(Labeled region records)

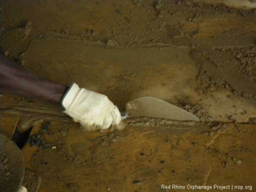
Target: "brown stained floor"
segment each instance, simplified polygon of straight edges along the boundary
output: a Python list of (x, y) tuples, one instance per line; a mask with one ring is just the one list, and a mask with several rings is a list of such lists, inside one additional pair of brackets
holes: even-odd
[(42, 177), (39, 192), (255, 190), (255, 10), (191, 1), (0, 5), (1, 46), (29, 71), (75, 81), (120, 109), (150, 96), (201, 121), (130, 119), (122, 131), (85, 133), (60, 107), (3, 93), (1, 118), (21, 131), (35, 125), (29, 140), (40, 136), (22, 150)]
[(173, 184), (255, 189), (255, 125), (164, 127), (81, 133), (71, 122), (54, 121), (38, 134), (46, 148), (28, 143), (22, 150), (25, 166), (41, 175), (42, 192), (157, 192)]

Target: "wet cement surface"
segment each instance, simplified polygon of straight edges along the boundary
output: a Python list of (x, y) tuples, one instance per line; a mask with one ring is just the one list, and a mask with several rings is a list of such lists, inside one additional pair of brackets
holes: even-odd
[(1, 47), (29, 71), (120, 109), (152, 96), (201, 122), (139, 118), (84, 133), (60, 107), (3, 93), (1, 118), (21, 132), (36, 125), (22, 152), (39, 191), (256, 189), (256, 12), (198, 1), (1, 2)]

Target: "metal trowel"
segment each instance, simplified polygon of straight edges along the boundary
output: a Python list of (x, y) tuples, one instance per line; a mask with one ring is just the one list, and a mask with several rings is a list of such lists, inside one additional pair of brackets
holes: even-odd
[(170, 103), (150, 97), (141, 97), (125, 105), (122, 119), (131, 117), (152, 117), (178, 121), (200, 121), (193, 114)]

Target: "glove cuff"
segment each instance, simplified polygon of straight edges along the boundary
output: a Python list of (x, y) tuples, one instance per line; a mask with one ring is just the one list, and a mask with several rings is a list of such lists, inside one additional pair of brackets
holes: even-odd
[(65, 111), (70, 105), (80, 89), (77, 84), (72, 83), (61, 99), (61, 105), (64, 109), (62, 112)]

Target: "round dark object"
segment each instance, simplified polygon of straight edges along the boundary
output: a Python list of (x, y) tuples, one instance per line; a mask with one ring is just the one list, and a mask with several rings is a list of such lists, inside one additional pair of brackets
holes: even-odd
[(16, 192), (21, 185), (25, 168), (21, 151), (5, 135), (0, 134), (0, 189)]

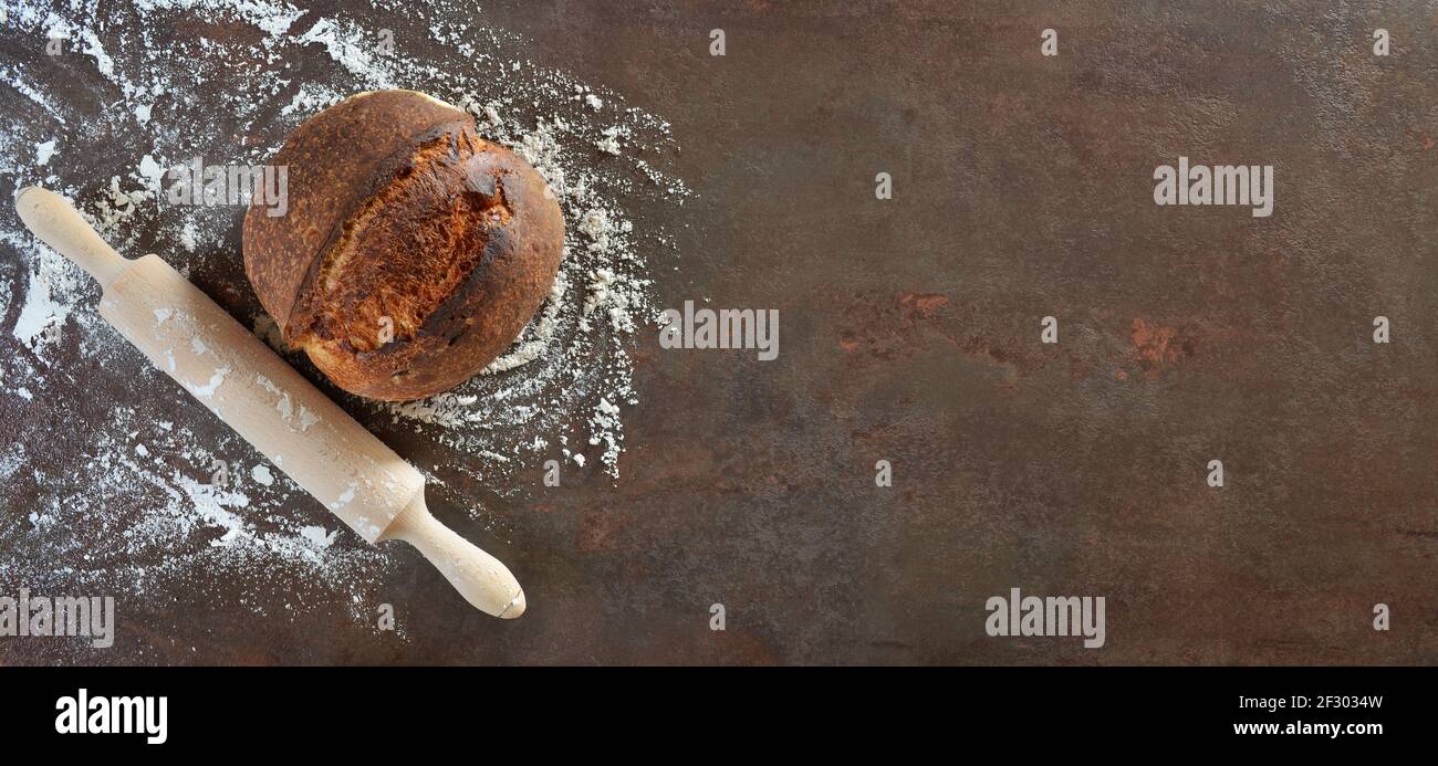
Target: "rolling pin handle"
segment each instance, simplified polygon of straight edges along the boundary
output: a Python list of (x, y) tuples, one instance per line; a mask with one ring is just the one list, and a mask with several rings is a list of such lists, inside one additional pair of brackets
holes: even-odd
[(423, 493), (394, 517), (381, 539), (417, 548), (476, 609), (502, 619), (525, 614), (525, 592), (509, 568), (440, 523), (424, 506)]
[(14, 195), (14, 208), (40, 241), (89, 272), (101, 287), (109, 286), (129, 267), (129, 262), (105, 244), (65, 197), (40, 187), (24, 187)]

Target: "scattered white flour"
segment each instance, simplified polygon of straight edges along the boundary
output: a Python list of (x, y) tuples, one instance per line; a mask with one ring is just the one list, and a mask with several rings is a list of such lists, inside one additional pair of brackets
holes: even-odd
[[(0, 174), (72, 198), (116, 250), (158, 253), (279, 349), (279, 328), (244, 282), (243, 211), (168, 204), (165, 171), (196, 157), (265, 162), (303, 119), (360, 91), (411, 88), (467, 109), (482, 135), (549, 183), (568, 223), (559, 277), (513, 348), (472, 381), (418, 402), (341, 404), (391, 443), (395, 428), (411, 431), (417, 461), (444, 456), (443, 466), (418, 466), (430, 507), (469, 509), (502, 539), (518, 537), (495, 529), (505, 525), (485, 503), (525, 499), (545, 460), (620, 474), (624, 405), (638, 404), (627, 349), (657, 315), (649, 263), (673, 259), (672, 240), (643, 213), (689, 195), (656, 167), (677, 145), (667, 122), (621, 95), (528, 60), (523, 39), (487, 26), (472, 3), (372, 4), (395, 11), (385, 22), (391, 52), (367, 9), (319, 16), (283, 0), (135, 0), (55, 10), (7, 0), (7, 40), (60, 36), (70, 53), (0, 50), (16, 106), (0, 122)], [(177, 29), (183, 42), (171, 42)], [(437, 53), (407, 53), (418, 49)], [(256, 466), (253, 448), (152, 369), (96, 303), (93, 280), (3, 218), (0, 316), (13, 325), (0, 333), (0, 401), (20, 414), (0, 417), (14, 430), (0, 443), (0, 581), (121, 598), (188, 595), (210, 582), (230, 608), (278, 617), (338, 605), (370, 624), (371, 605), (394, 598), (375, 592), (385, 549), (335, 527), (288, 477)], [(155, 310), (157, 322), (170, 318)], [(303, 355), (288, 358), (318, 379)], [(191, 389), (213, 395), (227, 374), (214, 369)], [(101, 385), (105, 397), (95, 395)], [(273, 394), (288, 421), (319, 423)]]
[(36, 144), (35, 145), (35, 164), (36, 165), (46, 165), (46, 164), (49, 164), (52, 157), (55, 157), (55, 139), (53, 138), (49, 139), (49, 141), (45, 141), (42, 144)]

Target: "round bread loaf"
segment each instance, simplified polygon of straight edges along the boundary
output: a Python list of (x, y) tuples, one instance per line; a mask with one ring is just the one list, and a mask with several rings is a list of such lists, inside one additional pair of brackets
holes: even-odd
[(523, 331), (559, 269), (544, 178), (464, 111), (414, 91), (351, 96), (301, 125), (283, 216), (244, 216), (244, 272), (285, 343), (335, 385), (414, 400)]

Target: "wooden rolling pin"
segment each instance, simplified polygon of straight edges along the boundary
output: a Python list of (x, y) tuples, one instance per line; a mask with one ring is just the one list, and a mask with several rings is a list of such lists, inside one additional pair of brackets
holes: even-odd
[(525, 594), (509, 569), (424, 507), (420, 471), (160, 256), (121, 257), (43, 188), (22, 188), (16, 208), (36, 237), (99, 282), (106, 322), (349, 529), (370, 543), (418, 548), (486, 614), (523, 614)]

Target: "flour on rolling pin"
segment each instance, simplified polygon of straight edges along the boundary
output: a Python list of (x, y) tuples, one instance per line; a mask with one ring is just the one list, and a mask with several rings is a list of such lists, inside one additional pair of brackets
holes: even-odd
[[(375, 542), (423, 492), (424, 477), (309, 381), (276, 365), (273, 351), (213, 306), (158, 256), (145, 256), (105, 287), (99, 315), (295, 483)], [(311, 470), (295, 471), (299, 463)]]
[[(500, 618), (525, 612), (509, 569), (430, 514), (418, 471), (168, 263), (121, 257), (69, 201), (39, 187), (16, 194), (16, 213), (101, 285), (99, 315), (112, 328), (250, 446), (278, 457), (280, 470), (365, 542), (404, 540), (475, 608)], [(313, 423), (283, 417), (289, 397), (313, 412)]]

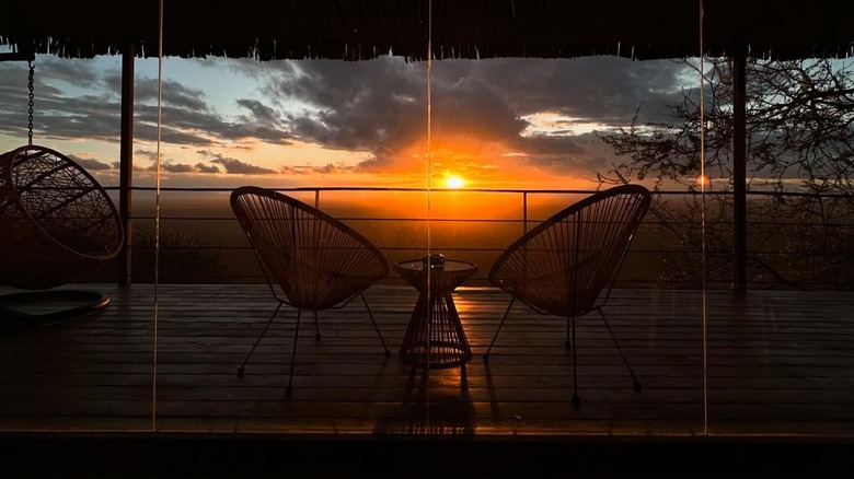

Problem requirements: Show every line of the records above that contains the string "Target", matching case exactly.

Task result:
Target: "brown stained floor"
Target: "wet cement surface"
Target: "metal trowel"
Target: "glove cuff"
Target: "round dark object"
Target: "rolling pin handle"
Target: "scattered white flour"
Target: "round bread loaf"
Target: "wooden rolling pin"
Target: "flour on rolling pin"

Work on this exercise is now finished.